▶ _Dataset entries_:
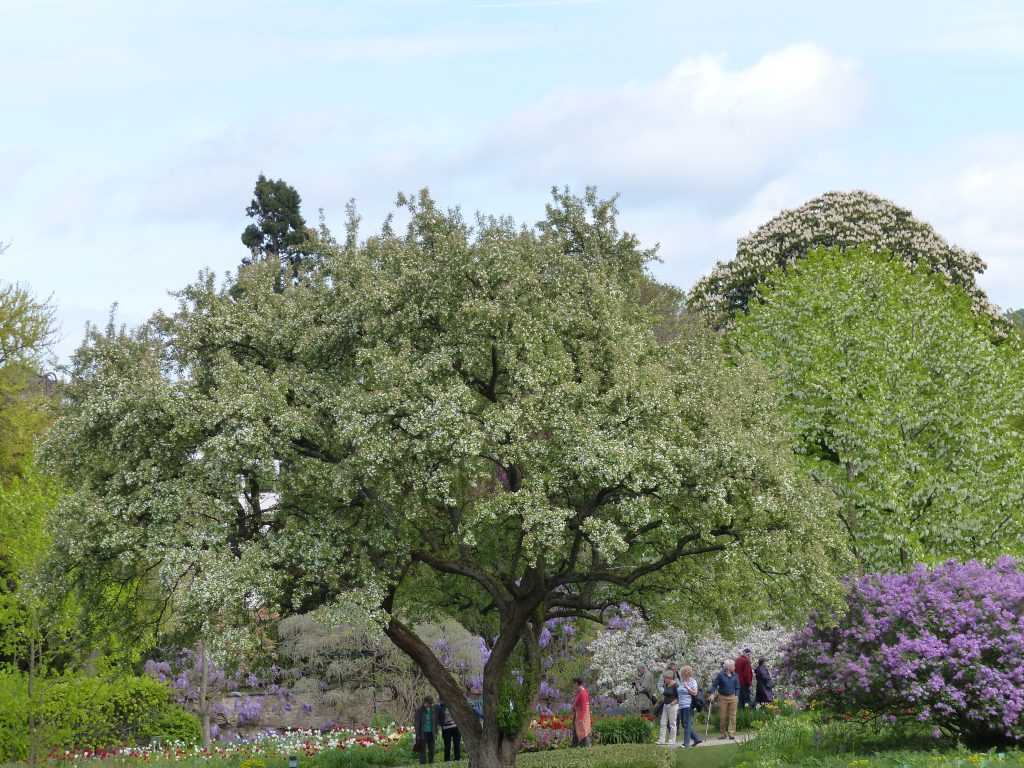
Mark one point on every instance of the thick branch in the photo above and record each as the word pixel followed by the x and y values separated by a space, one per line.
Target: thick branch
pixel 494 587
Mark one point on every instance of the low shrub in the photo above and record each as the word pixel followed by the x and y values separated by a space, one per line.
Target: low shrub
pixel 787 740
pixel 942 646
pixel 631 729
pixel 83 712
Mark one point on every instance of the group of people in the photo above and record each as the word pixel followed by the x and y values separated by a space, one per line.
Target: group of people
pixel 733 687
pixel 680 698
pixel 431 718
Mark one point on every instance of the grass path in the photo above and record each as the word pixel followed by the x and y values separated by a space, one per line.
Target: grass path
pixel 719 755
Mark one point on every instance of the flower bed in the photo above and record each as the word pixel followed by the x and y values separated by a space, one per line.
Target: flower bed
pixel 299 742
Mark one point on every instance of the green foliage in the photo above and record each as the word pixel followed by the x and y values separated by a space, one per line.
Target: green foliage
pixel 78 711
pixel 901 401
pixel 26 331
pixel 483 401
pixel 631 729
pixel 515 699
pixel 818 739
pixel 842 220
pixel 279 231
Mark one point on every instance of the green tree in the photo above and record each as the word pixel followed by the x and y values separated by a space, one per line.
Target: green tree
pixel 26 332
pixel 472 420
pixel 901 402
pixel 834 220
pixel 279 232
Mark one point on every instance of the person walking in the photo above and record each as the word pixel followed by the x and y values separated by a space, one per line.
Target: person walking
pixel 764 693
pixel 726 687
pixel 670 709
pixel 581 715
pixel 688 692
pixel 450 732
pixel 425 728
pixel 745 674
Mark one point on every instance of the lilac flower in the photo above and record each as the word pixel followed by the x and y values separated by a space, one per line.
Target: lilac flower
pixel 942 645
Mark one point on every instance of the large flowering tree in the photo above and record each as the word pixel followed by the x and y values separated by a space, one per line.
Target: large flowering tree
pixel 472 420
pixel 943 646
pixel 834 220
pixel 902 404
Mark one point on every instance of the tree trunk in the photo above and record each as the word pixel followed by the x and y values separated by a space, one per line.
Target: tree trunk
pixel 33 734
pixel 494 751
pixel 204 704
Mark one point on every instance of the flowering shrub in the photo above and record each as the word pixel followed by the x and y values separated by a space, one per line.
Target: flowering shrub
pixel 629 654
pixel 942 646
pixel 836 219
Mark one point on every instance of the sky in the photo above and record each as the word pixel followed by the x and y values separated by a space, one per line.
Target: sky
pixel 131 133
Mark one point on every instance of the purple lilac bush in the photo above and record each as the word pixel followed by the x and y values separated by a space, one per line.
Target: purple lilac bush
pixel 943 646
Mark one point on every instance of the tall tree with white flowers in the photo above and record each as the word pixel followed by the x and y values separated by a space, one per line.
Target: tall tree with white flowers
pixel 475 419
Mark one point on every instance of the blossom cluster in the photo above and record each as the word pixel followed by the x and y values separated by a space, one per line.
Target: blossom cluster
pixel 941 645
pixel 835 219
pixel 268 744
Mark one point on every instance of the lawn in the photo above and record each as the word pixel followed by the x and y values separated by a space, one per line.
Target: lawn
pixel 627 756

▶ _Aim of the exercise_: Give back the lines of the listing from the one with "Mark one point on every instance of the lilac" through the end, both included, exactly as written and with nothing added.

▶ _Answer in full_:
Mark one point on every instance of the lilac flower in the photo above and record each as the word pixel followed by the x and y values separated by a space, one per line.
Target: lilac flower
pixel 942 645
Mark one point on every instance of the large flowering tree in the photo above and record each as the word pixel followed by the x and y values separated by a space, one per line.
Target: large flowering tree
pixel 472 420
pixel 943 646
pixel 834 220
pixel 902 404
Mark one point on every instance of the tree trunk in the photo above and record each as the word pixel followed by the x and y values separated by a space, one per line.
Target: tree trunk
pixel 33 734
pixel 494 751
pixel 204 704
Mark one point on every instance of the flowering shrub in the photo above and record each as the word pixel followed by the x and y values separated by a space, one per line.
Target: flowering shrub
pixel 629 654
pixel 942 646
pixel 836 219
Mark one point on every instance of the sky in the photo above and record each as the word pixel followed by the x and y values separated by a space, one per line.
Target: sky
pixel 131 133
Mark one point on every instance of the purple lilac bush in the photo above and record each as the word pixel followed by the x and y values separated by a space, one per line.
Target: purple lilac bush
pixel 943 646
Mark one point on every instance of the tall tree with white flowers in the photo above and record each as the word pixel followed by the x and y values separated by a space, one per line.
Target: tall tree with white flowers
pixel 475 419
Mark one point on every instance of the blossom cluster in the photo above and record each as the word pixel followed by the x and y values separated by a space, one per line.
Target: blossom cluster
pixel 941 645
pixel 835 219
pixel 268 744
Mark one point on every instance of the lawn in the photo above and record each as the word pixel followed by the x and y values separated by a space, one per line.
Target: lawn
pixel 627 756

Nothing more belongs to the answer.